Stored data entries:
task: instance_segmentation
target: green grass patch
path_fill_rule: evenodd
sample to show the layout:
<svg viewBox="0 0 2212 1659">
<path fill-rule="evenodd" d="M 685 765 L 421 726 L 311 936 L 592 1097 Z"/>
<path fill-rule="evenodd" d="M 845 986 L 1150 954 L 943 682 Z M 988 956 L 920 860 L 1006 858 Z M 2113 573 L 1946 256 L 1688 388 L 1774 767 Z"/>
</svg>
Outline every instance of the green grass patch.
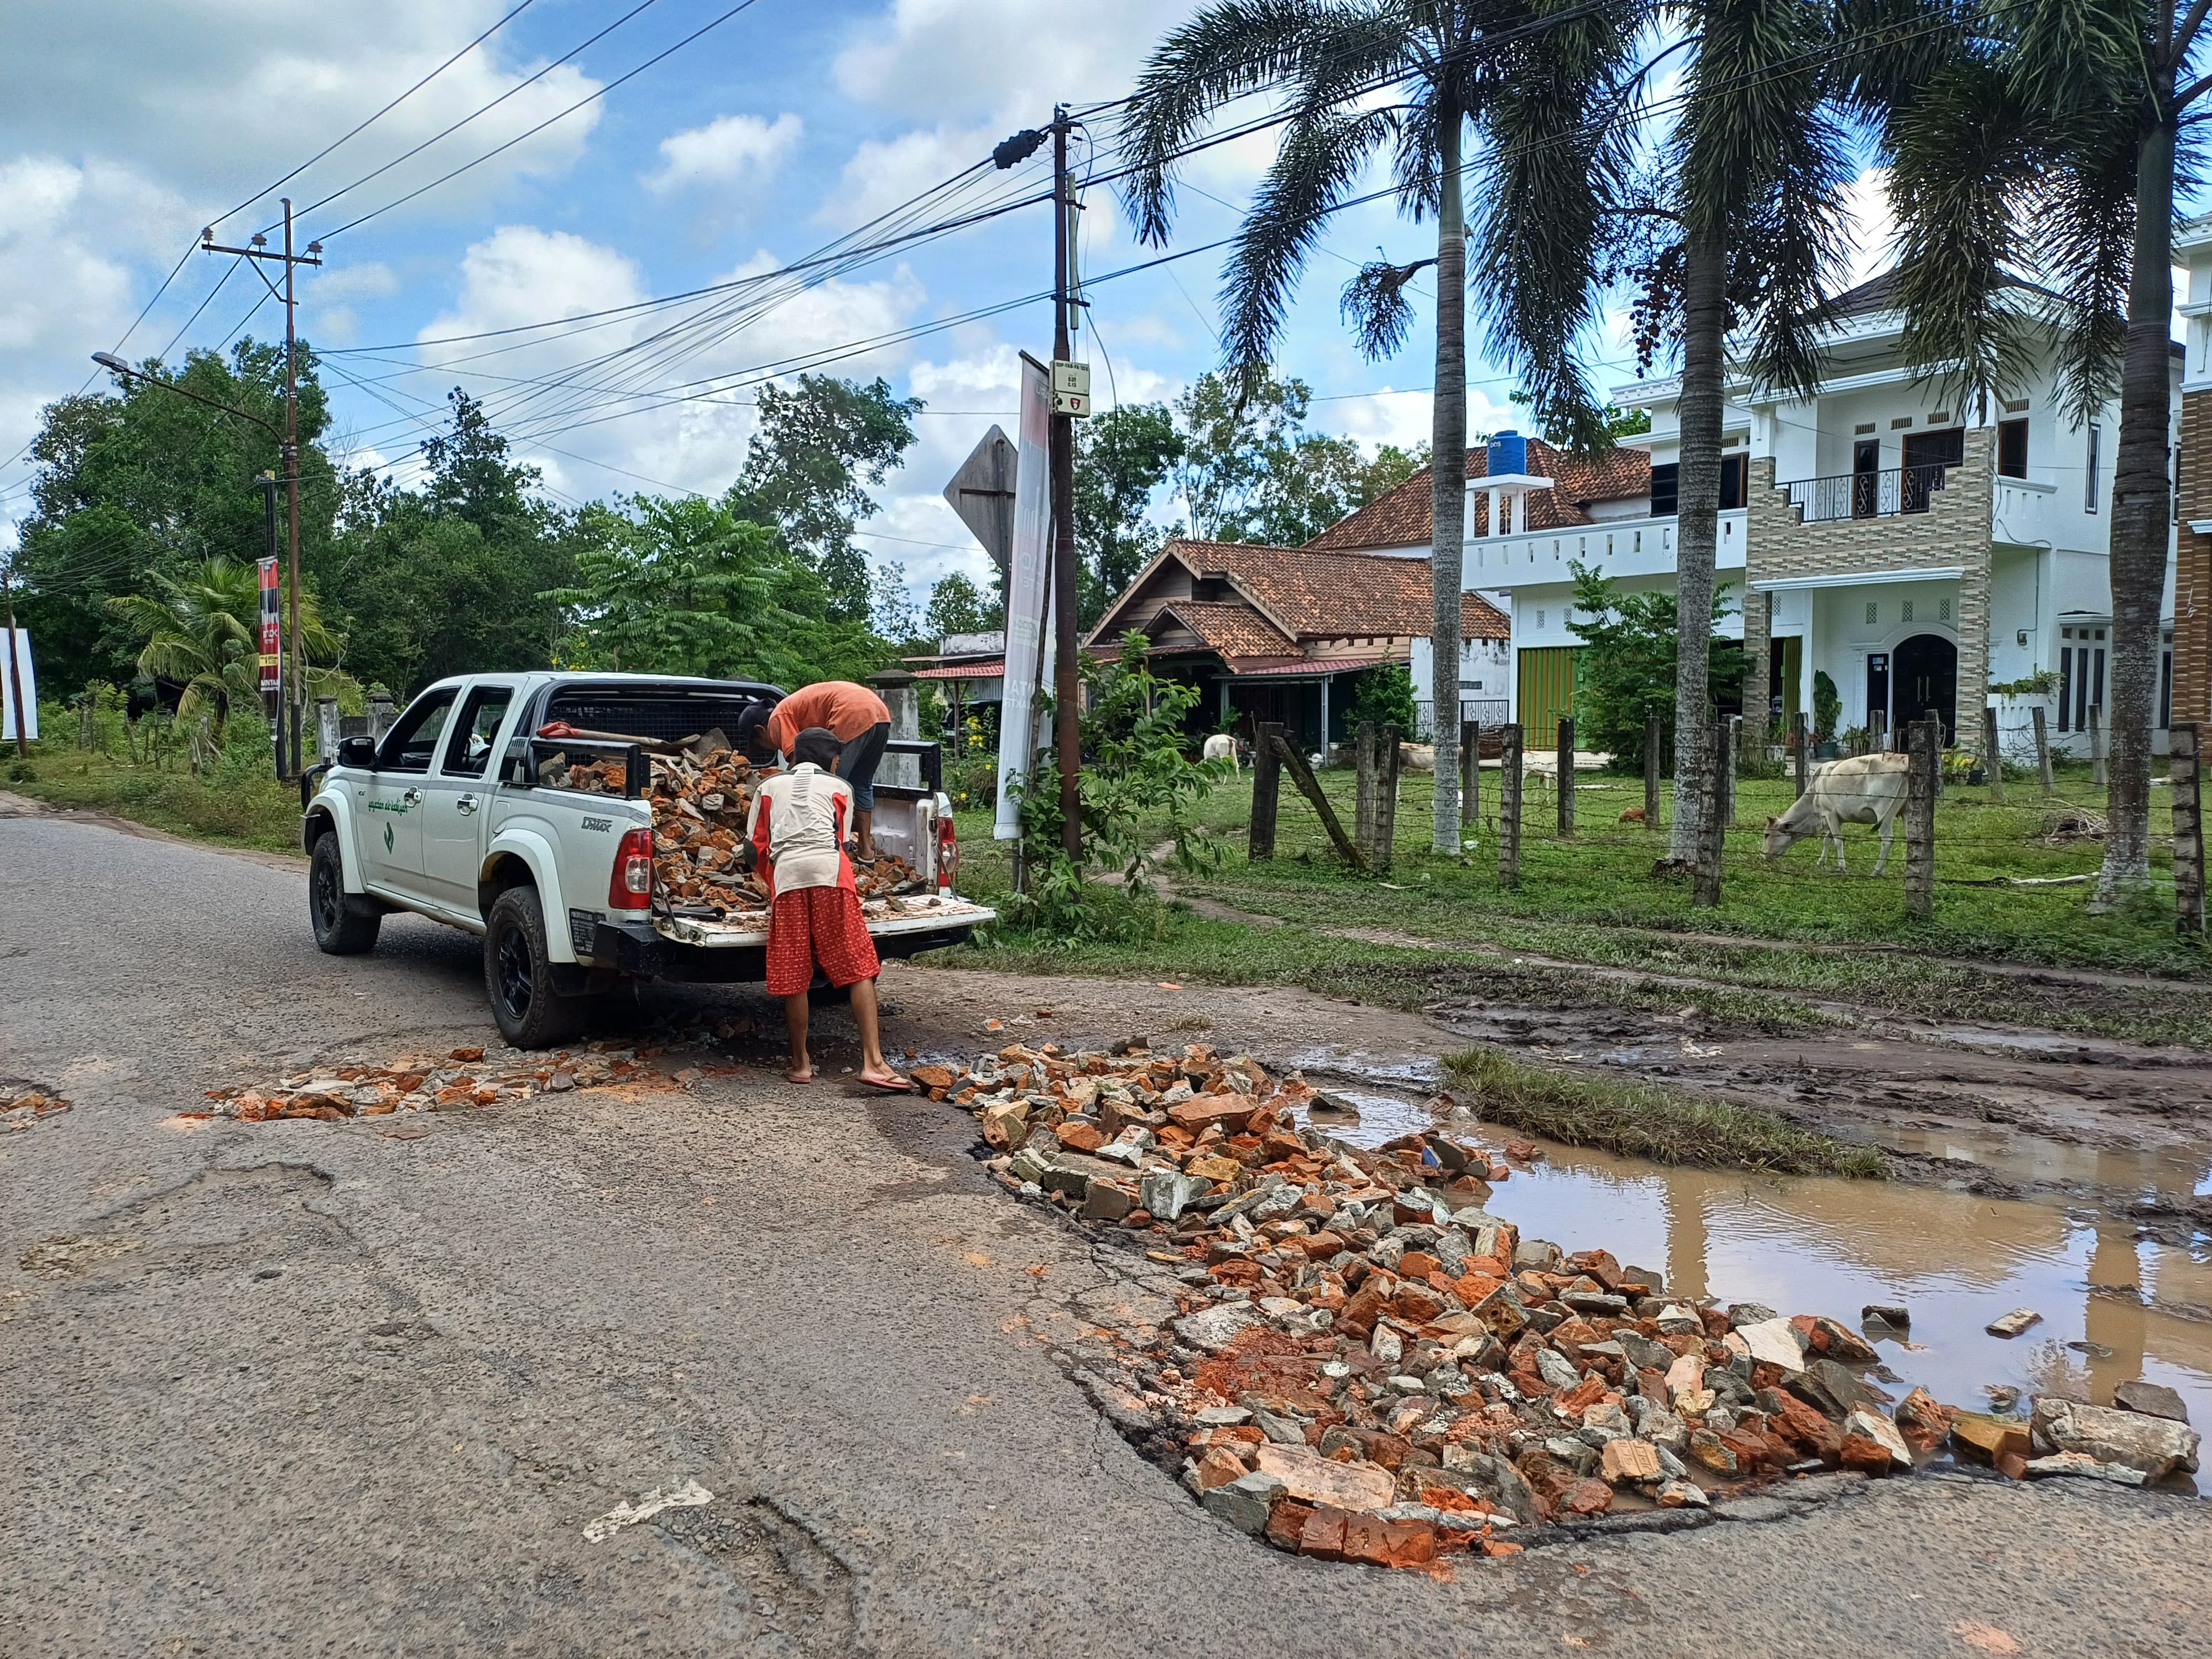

Brief: Transcription of the lines from the one with "sample to show" through the end of the entries is required, exact and with no pictures.

Reply:
sample to show the layout:
<svg viewBox="0 0 2212 1659">
<path fill-rule="evenodd" d="M 685 765 L 421 726 L 311 936 L 592 1097 Z"/>
<path fill-rule="evenodd" d="M 845 986 L 1150 954 L 943 682 Z M 988 956 L 920 860 L 1006 858 Z M 2113 573 L 1946 256 L 1688 388 L 1774 767 Z"/>
</svg>
Outline every instance of the green grass patch.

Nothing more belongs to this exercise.